━━━ GIVEN PASSAGE

Sundar.C came back to the limelight as a successful director with 'Masala Cafe' after his ill-fated decision of becoming a lead actor. Now he's back with another ensemble young cast in 'Theeya Velai Seiyyanum Kumaru' and also with a different city backdrop. Can Sundar.C maintain his grip in the box-office with his enviable track record of churning out hit comedy movies ? 'Masala Cafe' did kick-start, but can he follow suit with TSVK ?

For Siddharth, it would have been a piece of cake enacting the loser role of Kumar. But its interesting to see him do a complete comedy film, which could be the first in his career, thus far. Nevertheless, an easy and comfortable job for him. Hansika Motwani, is not far behind and she too delivers a convincing performance, with apt expressions and neat comedy timing. Not to forget, she looks a million bucks in this film, and is perfect for the role of a quintessential Tamizh audience dream-girl ! The man Santhanam, was just too good as Mokia, and his ever-present, rocking dialogue delivery and comedy timing was there, to deliver the actual USP of the film. We just wonder, how this guy can go on and on, with his antics in nearly all the important films of a calendar year, and yet never fail to evoke laughter ! The biggest asset of the film is the big cast which has RJ Balaji, Ganesh Venkatraman, Devadarshini, Bosskey, Aishwarya Menon, Chitra Letchumanan, Manobala, Nalini, Veena Kumar, Vidyullekha Raman, Sri Ranjini, George and Vichu Vishwanath, who all chipped in with their comic antics, which further enlivened the screenplay. Besides that, there were cameo appearances from Vishal Krishna, Samantha Ruth Prabhu, John Vijay, Karunakaran and Khushboo Sundar, which further spiced up the humor quotient.

Khushboo Sundar takes care of the costume designing, and she has done a wonderful job, especially with the main characters of Siddharth, Hansika, Santhanam and Ganesh, who were looking great ! 'Thalapathy' Dinesh's stunt choreography was functional and sufficed the need of the script. Gururaj's production design was simple, yet neat and his art work for the a song sequence was well handled. Praveen K.L and Srikanth N.B's editing was smooth but sadly the songs were just unwanted breaks in the film's screenplay. Gopi Amarnath's cinematography was fresh and cool on the eyes, with cool color tone and well picturized song sequences. His lighting is a must-mention, as well.

━━━━━━
━━━ SUPPLIED MATERIAL

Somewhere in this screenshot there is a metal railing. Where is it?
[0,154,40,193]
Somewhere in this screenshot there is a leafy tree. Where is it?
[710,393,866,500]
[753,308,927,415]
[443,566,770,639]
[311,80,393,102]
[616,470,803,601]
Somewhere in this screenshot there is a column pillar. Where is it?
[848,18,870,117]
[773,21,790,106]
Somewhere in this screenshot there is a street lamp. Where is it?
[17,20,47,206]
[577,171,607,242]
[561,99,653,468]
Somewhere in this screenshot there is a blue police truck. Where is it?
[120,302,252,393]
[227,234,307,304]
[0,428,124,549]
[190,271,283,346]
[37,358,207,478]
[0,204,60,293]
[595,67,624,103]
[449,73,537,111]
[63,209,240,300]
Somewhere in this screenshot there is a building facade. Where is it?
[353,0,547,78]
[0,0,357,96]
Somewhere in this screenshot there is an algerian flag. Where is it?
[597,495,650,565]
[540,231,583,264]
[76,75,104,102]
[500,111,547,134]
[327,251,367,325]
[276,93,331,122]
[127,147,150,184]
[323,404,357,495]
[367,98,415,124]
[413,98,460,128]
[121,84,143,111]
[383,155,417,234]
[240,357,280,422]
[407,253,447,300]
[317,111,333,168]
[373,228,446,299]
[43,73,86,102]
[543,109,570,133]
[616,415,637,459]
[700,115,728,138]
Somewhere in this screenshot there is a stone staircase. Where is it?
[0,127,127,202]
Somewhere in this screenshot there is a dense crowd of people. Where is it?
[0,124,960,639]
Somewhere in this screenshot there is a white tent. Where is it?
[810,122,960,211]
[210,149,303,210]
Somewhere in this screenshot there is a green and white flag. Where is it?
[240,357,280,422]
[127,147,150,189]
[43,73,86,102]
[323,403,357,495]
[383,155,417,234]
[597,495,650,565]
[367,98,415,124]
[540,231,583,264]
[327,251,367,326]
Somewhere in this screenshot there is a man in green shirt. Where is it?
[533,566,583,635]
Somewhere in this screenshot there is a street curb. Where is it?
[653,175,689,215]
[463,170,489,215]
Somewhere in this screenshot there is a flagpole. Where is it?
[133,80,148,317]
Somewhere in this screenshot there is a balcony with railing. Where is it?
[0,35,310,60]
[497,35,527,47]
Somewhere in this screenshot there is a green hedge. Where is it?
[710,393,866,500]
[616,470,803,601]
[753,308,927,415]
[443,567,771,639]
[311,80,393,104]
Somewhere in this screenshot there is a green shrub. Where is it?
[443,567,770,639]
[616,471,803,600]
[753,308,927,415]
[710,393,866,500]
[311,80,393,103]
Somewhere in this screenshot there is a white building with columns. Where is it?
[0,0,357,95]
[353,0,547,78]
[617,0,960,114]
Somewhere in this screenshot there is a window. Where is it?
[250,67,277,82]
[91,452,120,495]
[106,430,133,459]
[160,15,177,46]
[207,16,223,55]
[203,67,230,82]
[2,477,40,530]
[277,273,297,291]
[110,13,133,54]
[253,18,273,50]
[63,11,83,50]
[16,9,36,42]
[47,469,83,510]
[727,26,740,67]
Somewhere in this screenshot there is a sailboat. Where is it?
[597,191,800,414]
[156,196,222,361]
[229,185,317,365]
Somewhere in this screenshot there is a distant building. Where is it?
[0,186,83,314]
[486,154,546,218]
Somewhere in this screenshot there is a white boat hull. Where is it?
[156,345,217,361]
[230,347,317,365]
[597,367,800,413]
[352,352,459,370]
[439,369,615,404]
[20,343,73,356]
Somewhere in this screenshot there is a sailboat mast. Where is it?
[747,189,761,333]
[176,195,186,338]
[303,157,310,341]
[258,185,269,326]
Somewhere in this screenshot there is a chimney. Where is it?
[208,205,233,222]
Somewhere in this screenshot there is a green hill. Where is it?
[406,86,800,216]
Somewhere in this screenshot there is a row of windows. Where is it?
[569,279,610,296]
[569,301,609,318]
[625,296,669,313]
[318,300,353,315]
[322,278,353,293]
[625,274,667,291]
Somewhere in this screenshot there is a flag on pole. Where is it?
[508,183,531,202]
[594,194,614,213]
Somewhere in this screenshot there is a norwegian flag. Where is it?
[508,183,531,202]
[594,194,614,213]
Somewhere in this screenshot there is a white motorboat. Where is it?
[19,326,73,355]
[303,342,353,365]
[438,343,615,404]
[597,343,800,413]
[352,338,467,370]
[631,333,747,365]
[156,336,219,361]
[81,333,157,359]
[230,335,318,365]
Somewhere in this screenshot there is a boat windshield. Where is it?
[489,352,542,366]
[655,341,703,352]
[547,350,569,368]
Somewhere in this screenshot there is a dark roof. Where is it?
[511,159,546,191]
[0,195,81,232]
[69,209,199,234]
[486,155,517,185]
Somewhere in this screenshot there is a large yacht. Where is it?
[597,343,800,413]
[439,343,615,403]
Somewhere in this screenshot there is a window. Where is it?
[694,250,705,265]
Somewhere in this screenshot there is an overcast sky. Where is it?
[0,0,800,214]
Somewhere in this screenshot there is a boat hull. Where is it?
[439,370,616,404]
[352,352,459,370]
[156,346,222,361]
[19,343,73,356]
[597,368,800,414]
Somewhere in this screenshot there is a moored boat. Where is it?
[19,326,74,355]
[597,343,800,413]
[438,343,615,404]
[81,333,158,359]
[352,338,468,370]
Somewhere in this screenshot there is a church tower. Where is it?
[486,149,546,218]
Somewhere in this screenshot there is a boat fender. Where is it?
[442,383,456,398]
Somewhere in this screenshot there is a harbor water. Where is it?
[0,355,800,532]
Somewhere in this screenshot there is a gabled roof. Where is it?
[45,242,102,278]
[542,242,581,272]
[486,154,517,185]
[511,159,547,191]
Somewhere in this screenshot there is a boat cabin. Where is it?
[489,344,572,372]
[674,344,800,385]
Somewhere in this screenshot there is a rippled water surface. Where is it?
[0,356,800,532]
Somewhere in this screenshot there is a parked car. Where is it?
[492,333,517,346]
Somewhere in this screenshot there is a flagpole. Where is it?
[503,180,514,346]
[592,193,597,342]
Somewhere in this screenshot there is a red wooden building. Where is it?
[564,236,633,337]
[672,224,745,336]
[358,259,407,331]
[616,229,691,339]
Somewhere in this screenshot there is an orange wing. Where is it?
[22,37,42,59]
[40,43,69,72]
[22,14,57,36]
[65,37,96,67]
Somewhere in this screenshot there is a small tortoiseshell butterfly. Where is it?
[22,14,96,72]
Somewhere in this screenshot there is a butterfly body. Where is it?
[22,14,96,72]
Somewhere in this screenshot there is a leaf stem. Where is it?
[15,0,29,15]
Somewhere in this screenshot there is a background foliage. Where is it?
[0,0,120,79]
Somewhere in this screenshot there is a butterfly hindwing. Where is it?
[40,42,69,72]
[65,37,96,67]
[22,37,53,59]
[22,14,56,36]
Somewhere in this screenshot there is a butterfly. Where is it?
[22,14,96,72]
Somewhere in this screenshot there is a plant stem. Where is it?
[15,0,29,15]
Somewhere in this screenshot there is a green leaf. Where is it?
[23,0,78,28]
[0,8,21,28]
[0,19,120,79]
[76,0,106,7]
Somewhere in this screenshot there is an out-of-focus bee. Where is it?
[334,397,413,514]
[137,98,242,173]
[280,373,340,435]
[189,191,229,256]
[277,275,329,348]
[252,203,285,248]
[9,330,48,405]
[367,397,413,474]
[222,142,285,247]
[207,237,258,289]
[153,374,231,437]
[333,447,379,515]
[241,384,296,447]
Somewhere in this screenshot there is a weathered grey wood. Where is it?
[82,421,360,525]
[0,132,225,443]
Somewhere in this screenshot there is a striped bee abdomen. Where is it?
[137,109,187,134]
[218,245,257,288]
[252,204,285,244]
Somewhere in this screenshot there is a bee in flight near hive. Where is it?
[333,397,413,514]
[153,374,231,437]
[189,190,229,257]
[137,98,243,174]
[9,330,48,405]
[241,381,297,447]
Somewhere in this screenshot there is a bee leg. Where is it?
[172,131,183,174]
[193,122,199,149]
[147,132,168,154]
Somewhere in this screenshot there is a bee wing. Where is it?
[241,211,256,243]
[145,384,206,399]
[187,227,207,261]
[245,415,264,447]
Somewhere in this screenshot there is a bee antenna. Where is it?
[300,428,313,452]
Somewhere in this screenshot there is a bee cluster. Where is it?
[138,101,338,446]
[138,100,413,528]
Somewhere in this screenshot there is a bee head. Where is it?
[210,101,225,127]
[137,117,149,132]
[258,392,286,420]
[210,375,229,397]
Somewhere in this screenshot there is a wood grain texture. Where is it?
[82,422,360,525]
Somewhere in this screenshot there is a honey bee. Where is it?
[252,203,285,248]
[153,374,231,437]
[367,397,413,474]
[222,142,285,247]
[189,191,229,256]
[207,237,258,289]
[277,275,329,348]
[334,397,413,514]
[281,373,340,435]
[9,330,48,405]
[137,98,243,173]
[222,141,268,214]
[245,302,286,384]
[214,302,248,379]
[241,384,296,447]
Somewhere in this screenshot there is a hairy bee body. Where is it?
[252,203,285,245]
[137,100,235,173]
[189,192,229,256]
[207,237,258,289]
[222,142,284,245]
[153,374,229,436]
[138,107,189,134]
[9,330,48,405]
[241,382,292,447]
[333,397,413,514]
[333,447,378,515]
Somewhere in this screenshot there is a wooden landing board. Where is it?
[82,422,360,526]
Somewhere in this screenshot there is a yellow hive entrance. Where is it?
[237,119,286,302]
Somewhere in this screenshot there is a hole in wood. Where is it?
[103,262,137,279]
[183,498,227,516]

━━━━━━

* [WHAT YOU ARE ASKED TO DO] Copy the film review word for word, from "Khushboo Sundar takes" up to and including "must-mention, as well.". Work only from the film review, not from the records.

* [RESPONSE]
Khushboo Sundar takes care of the costume designing, and she has done a wonderful job, especially with the main characters of Siddharth, Hansika, Santhanam and Ganesh, who were looking great ! 'Thalapathy' Dinesh's stunt choreography was functional and sufficed the need of the script. Gururaj's production design was simple, yet neat and his art work for the a song sequence was well handled. Praveen K.L and Srikanth N.B's editing was smooth but sadly the songs were just unwanted breaks in the film's screenplay. Gopi Amarnath's cinematography was fresh and cool on the eyes, with cool color tone and well picturized song sequences. His lighting is a must-mention, as well.